Task prompt:
In every record, replace "bridge railing" with "guard rail" and leave all other text as it is.

Input for this task:
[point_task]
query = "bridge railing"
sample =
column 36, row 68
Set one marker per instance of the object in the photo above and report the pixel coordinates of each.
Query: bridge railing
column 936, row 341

Response to the exercise:
[point_task]
query = "guard rail"
sample =
column 36, row 68
Set one marker per instance of the object in the photo above and report the pixel coordinates of each.
Query: guard rail
column 936, row 341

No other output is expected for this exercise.